Parts of the exercise
1. Could you quote the Ramirez foreclosure story word for word, beginning at the words "As recounted by" and stopping after "risk in 2010."?
2. How would you render this sentence from the Ramirez foreclosure story in Spanish: "But the downturn and emergency expenses put their homeownership at grave risk in 2010."
3. What comes next in the Ramirez foreclosure story? Write the text that follows its final sentence.

Given text
──────

Carmen and Ricardo Ramirez had been living the American Dream of homeownership in Washington Heights when the recession interrupted it.
As recounted by The Associated Press in a recent story marking a decade since the housing crash, the couple had been managing the payments for the $299,000 adjustable-rate mortgage on their one-bedroom condominium in Upper Manhattan.
But the downturn and emergency expenses put their homeownership at grave risk in 2010.
That year, they had to shutter their steakhouse, a source of income. The next year, Ricardo fell, suffering a traumatic brain injury; Carmen suffered an injury to her leg and back in 2012. Their finances were further destabilized when funeral costs for her parents caused the couple to miss mortgage payments, “triggering fees for late payments that led to foreclosure,” the AP reported.
“Have you ever heard the saying, when it rains, it pours?” Carmen, 61, told the AP. “Well, it was one after the other with us.”

──────

Dataset section
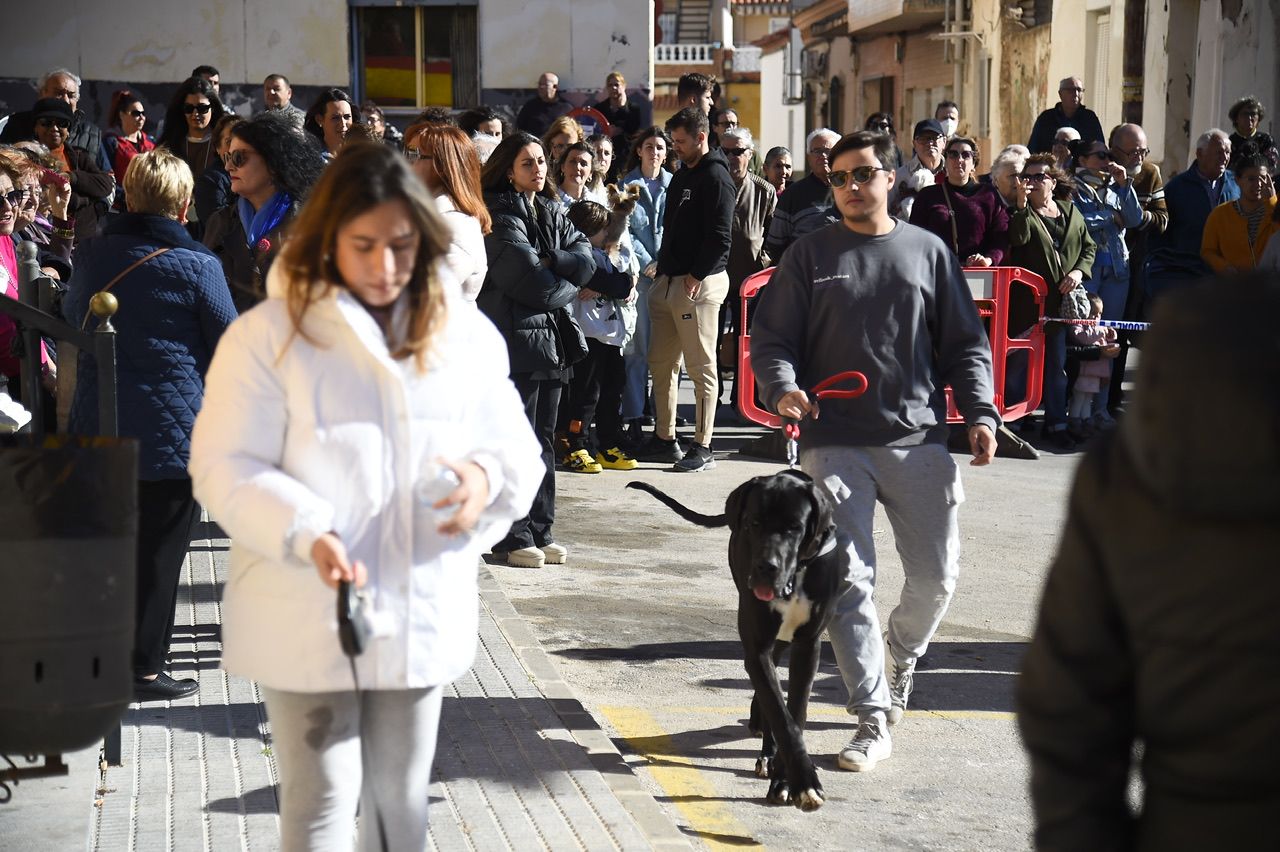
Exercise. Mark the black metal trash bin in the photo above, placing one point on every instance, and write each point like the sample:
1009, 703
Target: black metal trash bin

──────

Solved tasks
1.
As recounted by The Associated Press in a recent story marking a decade since the housing crash, the couple had been managing the payments for the $299,000 adjustable-rate mortgage on their one-bedroom condominium in Upper Manhattan.
But the downturn and emergency expenses put their homeownership at grave risk in 2010.

2. Pero la recesión y los gastos de emergencia pusieron en grave riesgo su condición de propietarios en 2010.

3.
The couple was facing eviction from their condo when the New York City Consumer Affairs Department referred them to the Center for NYC Neighborhoods’ Housing Mobility program, which helps homeowners who can no longer afford to stay in their homes move to new housing. Since 2013, with support from the Mizuho USA Foundation, the program has helped more than 300 homeowners. The program combines one-on-one housing counseling, assistance in securing alternative housing, financial advice, relocation grants, and links homeowners to trusted realtors. Staff work closely with mortgage lenders to ensure that homeowners who are no longer able to retain their homes are released of further financial obligations.
“We are working with clients who face enormous challenges at the crossroads of the foreclosure crisis and New York City’s housing affordability crisis,” says Joseph Sant, Director of Homeowner Services at the Center. “Our goal is to help these families avoid homelessness, find affordable housing, and emerge with financial support as they close out a very difficult chapter in their lives.”
For Carmen and Ricardo Ramirez, that chapter in their life found a resolution in the Bronx.
Working with the Human Resource Administration’s Adult Protective Services, the Center’s Housing Mobility program staff was able to help the couple secure alternative housing at Bronxwood Assisted Living Residence just before an eviction order was executed by the Sheriff. The facility helped the couple to apply for an increase of their Social Security Income, so they could pay for all of their housing, food and care expenses.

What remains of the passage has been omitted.